- **Soal**
Ganti "table" dengan "desk" pada bagian yang dimulai dari baris berisi "Find the black" dan berakhir pada baris berisi "pixel 162 364", lalu tuliskan hanya bagian itu tanpa perubahan lain.

▼

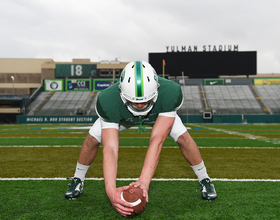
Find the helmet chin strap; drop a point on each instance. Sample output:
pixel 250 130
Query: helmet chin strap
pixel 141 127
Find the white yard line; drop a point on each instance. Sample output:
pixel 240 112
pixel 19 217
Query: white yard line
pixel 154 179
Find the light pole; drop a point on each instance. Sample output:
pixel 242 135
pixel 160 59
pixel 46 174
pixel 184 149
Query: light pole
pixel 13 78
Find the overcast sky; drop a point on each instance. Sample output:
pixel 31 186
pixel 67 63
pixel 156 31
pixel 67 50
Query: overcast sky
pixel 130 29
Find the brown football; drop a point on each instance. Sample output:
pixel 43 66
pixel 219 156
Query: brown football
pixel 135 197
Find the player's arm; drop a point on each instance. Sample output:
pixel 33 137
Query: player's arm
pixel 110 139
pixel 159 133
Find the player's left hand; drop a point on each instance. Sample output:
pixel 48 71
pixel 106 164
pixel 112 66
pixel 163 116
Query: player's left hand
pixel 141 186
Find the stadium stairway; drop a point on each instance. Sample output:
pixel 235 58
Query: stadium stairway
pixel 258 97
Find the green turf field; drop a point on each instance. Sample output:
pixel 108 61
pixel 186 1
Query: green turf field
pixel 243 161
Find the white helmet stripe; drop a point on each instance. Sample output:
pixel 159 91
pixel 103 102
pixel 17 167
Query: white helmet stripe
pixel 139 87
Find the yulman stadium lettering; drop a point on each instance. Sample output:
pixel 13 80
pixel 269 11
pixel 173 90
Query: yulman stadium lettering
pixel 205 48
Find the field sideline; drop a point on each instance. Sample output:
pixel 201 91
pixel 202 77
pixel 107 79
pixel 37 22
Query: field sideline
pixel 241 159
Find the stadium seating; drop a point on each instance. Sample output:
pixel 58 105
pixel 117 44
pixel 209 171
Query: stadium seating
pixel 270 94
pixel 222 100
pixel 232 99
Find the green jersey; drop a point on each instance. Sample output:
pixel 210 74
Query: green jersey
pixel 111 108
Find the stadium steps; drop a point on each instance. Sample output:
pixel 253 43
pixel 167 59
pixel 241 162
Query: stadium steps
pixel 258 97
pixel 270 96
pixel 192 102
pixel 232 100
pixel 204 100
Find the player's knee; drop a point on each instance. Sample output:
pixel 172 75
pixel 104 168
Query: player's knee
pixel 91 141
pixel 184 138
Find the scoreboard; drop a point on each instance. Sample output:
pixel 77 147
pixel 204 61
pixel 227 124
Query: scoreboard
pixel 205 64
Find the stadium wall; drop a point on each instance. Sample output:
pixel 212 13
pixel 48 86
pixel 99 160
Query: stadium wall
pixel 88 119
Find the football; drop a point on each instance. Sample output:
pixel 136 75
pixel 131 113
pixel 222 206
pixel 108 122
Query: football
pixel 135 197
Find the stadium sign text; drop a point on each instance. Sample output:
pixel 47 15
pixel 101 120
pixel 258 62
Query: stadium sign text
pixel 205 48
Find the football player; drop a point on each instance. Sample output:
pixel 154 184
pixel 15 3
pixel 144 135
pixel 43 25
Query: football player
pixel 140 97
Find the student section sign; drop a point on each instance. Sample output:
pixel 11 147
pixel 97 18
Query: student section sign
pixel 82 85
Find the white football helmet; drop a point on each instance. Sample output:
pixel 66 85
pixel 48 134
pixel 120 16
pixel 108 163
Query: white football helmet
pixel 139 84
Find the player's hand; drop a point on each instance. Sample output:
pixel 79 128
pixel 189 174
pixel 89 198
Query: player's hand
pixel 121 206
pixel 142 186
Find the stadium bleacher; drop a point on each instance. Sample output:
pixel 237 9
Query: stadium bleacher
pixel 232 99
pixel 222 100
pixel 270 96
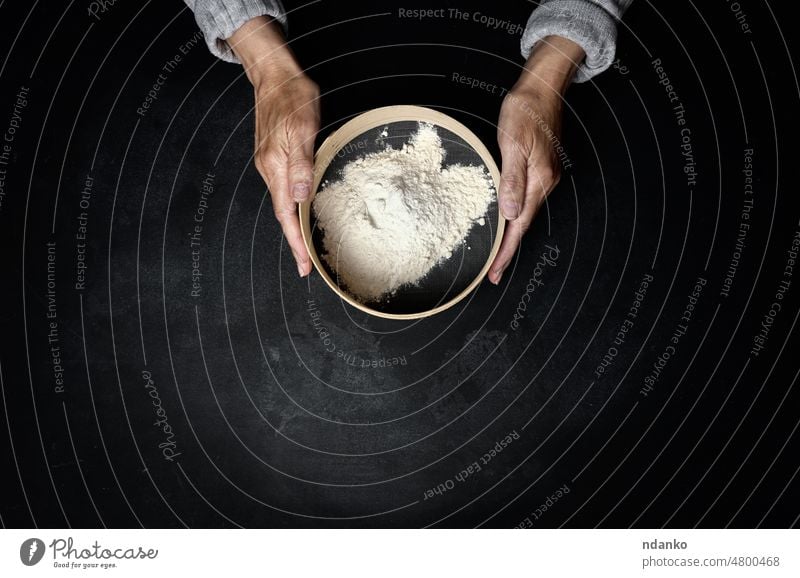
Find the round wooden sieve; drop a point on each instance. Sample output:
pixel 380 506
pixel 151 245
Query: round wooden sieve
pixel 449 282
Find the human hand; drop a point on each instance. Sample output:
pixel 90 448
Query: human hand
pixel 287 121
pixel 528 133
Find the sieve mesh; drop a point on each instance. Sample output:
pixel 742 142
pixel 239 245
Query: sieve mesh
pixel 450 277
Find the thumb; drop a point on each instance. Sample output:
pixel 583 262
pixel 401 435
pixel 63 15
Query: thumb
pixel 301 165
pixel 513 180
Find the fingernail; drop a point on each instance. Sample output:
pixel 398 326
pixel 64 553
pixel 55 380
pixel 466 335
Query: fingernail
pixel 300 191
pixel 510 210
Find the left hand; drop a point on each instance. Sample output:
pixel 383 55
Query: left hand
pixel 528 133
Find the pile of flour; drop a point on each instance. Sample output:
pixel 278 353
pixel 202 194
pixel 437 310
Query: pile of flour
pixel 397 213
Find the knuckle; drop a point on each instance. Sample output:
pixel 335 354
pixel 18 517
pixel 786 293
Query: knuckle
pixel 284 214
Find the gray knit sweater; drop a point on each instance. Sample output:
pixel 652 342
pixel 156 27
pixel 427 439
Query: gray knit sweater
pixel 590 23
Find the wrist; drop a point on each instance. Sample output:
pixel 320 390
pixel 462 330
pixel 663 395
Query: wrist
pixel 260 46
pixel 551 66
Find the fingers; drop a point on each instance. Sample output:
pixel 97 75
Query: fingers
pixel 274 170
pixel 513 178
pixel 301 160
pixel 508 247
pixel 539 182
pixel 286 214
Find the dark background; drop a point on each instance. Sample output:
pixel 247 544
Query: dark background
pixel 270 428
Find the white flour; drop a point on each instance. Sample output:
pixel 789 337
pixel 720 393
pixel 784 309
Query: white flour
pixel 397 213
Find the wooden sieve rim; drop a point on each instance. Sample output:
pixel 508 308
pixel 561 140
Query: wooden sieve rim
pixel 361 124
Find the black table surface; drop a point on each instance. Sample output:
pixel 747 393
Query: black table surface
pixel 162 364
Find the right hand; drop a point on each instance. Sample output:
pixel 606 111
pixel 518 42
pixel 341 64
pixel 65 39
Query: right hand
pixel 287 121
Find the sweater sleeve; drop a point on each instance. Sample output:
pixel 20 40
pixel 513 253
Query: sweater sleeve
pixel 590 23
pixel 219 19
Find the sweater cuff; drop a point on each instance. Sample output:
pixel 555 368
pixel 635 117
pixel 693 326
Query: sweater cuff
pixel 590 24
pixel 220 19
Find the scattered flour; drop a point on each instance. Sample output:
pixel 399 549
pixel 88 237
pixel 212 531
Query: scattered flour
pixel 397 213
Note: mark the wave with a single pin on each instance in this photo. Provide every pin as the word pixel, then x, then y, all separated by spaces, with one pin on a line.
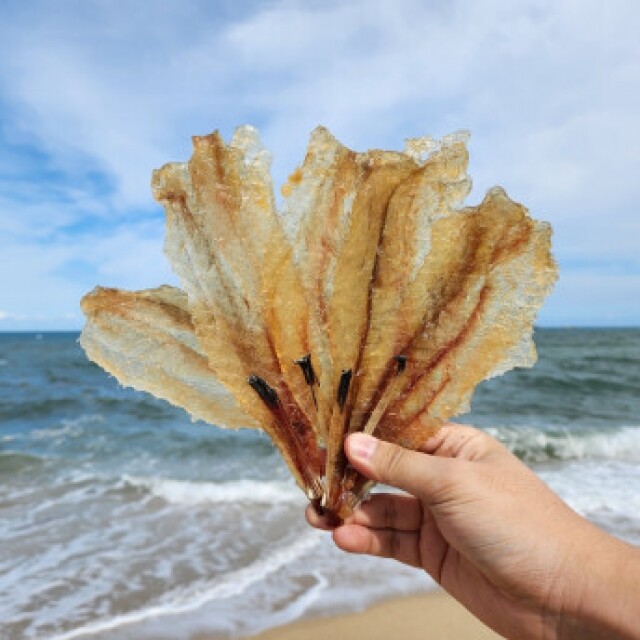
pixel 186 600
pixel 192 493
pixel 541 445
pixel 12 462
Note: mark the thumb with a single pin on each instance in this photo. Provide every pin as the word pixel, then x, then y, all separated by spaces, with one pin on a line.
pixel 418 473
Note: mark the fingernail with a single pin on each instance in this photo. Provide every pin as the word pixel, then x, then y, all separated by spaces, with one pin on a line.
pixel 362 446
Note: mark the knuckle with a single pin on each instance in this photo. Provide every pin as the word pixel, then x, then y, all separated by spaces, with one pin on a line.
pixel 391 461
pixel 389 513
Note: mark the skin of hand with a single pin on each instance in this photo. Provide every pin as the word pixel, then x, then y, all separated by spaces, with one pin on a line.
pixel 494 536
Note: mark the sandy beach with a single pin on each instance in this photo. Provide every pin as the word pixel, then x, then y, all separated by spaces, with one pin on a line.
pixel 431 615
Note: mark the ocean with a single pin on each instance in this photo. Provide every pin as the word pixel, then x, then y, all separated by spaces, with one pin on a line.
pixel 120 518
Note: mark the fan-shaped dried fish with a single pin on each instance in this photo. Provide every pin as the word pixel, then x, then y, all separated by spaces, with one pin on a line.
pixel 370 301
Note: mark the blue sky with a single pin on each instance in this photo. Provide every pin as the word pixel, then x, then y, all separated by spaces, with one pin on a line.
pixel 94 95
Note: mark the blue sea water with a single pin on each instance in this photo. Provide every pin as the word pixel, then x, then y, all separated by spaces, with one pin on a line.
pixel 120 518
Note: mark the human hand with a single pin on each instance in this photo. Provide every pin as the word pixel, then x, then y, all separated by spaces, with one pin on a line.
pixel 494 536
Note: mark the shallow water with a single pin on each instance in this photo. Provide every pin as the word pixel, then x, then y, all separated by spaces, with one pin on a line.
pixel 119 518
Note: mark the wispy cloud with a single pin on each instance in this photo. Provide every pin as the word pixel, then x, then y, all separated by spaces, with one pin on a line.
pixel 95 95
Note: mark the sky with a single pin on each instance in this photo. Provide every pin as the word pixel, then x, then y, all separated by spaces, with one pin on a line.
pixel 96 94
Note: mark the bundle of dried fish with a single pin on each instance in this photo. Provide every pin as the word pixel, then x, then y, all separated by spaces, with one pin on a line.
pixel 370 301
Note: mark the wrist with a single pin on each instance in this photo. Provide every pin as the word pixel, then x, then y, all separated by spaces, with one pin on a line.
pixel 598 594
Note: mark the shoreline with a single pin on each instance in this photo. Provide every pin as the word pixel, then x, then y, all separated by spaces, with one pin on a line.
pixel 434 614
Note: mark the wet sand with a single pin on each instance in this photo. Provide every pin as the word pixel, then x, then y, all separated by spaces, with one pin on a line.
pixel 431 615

▲

- **Jawaban**
Find the black desk surface; drop a point on each instance. Sample output:
pixel 747 393
Query: black desk surface
pixel 162 364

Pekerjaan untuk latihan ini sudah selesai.